-------- Material provided

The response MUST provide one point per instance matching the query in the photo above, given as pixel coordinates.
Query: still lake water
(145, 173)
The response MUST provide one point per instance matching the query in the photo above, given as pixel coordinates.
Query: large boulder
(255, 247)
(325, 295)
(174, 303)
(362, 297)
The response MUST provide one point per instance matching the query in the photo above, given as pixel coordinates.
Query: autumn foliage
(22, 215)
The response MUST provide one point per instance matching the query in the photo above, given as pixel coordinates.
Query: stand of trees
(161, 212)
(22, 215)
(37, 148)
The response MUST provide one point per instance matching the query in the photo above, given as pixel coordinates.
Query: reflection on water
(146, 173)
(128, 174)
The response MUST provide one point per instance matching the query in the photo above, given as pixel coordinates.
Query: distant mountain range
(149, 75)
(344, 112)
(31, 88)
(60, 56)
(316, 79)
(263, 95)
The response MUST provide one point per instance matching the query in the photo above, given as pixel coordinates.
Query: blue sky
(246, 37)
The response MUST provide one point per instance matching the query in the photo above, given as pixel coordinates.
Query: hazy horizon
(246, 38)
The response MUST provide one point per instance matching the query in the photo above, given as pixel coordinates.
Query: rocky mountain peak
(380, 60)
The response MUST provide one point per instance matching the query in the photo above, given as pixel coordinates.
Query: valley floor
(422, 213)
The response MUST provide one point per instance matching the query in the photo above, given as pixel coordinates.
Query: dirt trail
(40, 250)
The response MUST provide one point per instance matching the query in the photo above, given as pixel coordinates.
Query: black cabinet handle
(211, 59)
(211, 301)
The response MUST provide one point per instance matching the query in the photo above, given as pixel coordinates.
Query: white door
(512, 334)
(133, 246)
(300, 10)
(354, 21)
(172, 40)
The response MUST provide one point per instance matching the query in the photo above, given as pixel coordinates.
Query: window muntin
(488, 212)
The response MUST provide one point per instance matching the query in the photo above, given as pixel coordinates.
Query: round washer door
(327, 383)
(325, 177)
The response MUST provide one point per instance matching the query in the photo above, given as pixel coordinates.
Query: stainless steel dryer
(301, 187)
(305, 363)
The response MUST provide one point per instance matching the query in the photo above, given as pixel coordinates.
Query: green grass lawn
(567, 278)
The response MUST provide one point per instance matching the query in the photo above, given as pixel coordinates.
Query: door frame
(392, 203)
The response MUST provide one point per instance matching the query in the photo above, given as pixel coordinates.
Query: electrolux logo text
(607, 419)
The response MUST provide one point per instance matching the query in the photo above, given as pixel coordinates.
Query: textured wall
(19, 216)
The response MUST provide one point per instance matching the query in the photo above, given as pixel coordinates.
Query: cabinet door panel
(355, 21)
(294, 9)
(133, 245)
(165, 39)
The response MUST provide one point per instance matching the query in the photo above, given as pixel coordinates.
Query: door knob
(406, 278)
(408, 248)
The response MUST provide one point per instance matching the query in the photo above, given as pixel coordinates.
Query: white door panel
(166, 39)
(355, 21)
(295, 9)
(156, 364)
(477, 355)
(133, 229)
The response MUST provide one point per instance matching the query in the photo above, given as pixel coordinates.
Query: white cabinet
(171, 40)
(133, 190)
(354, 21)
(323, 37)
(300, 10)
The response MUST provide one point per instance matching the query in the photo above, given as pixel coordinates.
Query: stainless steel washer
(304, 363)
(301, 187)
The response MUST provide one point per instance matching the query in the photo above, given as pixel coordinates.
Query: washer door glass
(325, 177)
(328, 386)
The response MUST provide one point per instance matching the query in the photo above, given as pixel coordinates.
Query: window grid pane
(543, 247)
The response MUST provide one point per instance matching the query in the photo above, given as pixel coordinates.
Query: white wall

----------------

Problem description:
Copy out the data exactly as it stands, leaving nothing out.

Answer for the task:
The response MUST provide one point per instance matching the query in the photo above, given as pixel coordinates.
Query: still lake water
(145, 173)
The response MUST provide one point per instance matching the query in the photo above, given as pixel coordinates.
Query: large boulder
(255, 247)
(325, 295)
(174, 303)
(362, 297)
The response MUST provide one point per instance matching the query in the photo above, given as pixel coordinates.
Query: autumn foliage
(22, 215)
The response MUST provide one point per instance matching the query in the photo above, given as pixel coordinates.
Query: stand of trees
(161, 212)
(22, 215)
(37, 148)
The response MUST provide one point per instance matching the query in the photo above, given as pixel coordinates.
Query: reflection on water
(146, 173)
(128, 174)
The response MUST provide one point per instance matching the query in the photo above, given as pixel coordinates.
Query: distant mountain range
(149, 75)
(344, 112)
(31, 88)
(60, 56)
(316, 79)
(263, 95)
The response MUST provide one point per instance matching the query in the photo above, given as pixel coordinates.
Query: blue sky
(246, 37)
The response MUST provide one point per instance matching the query in the photo above, given as pixel coordinates.
Query: hazy horizon
(246, 38)
The response MUST provide one point per instance matching the query in the photo above, given as pixel coordinates.
Query: rocky mountain peak
(380, 60)
The response MUST provide one point per instance matching the query in the photo above, given as pixel coordinates.
Query: valley floor
(422, 213)
The response MUST provide one point per instance matching the query in the photo above, given as pixel coordinates.
Query: dirt trail
(40, 250)
The response MUST provide one point per instance matching the query in the photo above, given as pixel coordinates.
Query: black cabinet handle
(211, 59)
(211, 301)
The response MUST provide one point per instance matching the query in the photo above, given as pixel coordinates.
Query: white door
(512, 334)
(133, 246)
(300, 10)
(354, 21)
(172, 40)
The response MUST provide one point per instance matching the query in the photo above, given as pixel coordinates.
Query: window muntin
(488, 212)
The response MUST provide one point per instance matching the query in the photo above, given as pixel coordinates.
Query: round washer door
(327, 383)
(325, 177)
The response MUST provide one point per instance matching the query in the photo above, given as pixel coordinates.
Query: stainless steel dryer
(301, 187)
(305, 363)
The response MUST provide one point per instance matching the query in the photo above, given as pixel coordinates.
Query: green grass lawn
(567, 278)
The response MUST provide one point per instance matching the query in the photo above, given as pixel coordinates.
Query: door frame
(392, 203)
The response MUST provide one point per instance matching the query in the photo above, given as pixel coordinates.
Query: electrolux logo text
(607, 419)
The response MUST provide one point per instance matching the query in the photo above, given as pixel coordinates.
Query: textured wall
(19, 216)
The response MUST provide one point per instance matching the query in the photo above, given as pixel coordinates.
Query: cabinet door panel
(355, 21)
(294, 9)
(133, 245)
(165, 39)
The response MUST provide one point per instance matching the query in the photo above, given as pixel coordinates.
Query: door knob
(406, 278)
(408, 248)
The response MUST provide one point per instance matching the query in the photo above, given as pixel coordinates.
Query: white door panel
(166, 39)
(355, 21)
(295, 9)
(156, 364)
(477, 355)
(133, 229)
The response MUST provide one point per instance matching the query in the photo above, given as pixel coordinates.
Query: white cabinet
(171, 40)
(133, 190)
(354, 21)
(323, 37)
(300, 10)
The response MUST provide one point per instance matching the query in the photo above, given as pixel coordinates.
Query: stainless steel washer
(304, 363)
(301, 187)
The response MUST provide one point per instance matching the query in the photo above, given as pixel coordinates.
Query: washer door glass
(325, 177)
(328, 386)
The response MUST provide one point per instance matching the query in the photo above, given as pixel coordinates.
Query: window grid pane
(543, 247)
The response MUST provide one point per instance matching the query in the photo above, given as pixel coordinates.
Query: white wall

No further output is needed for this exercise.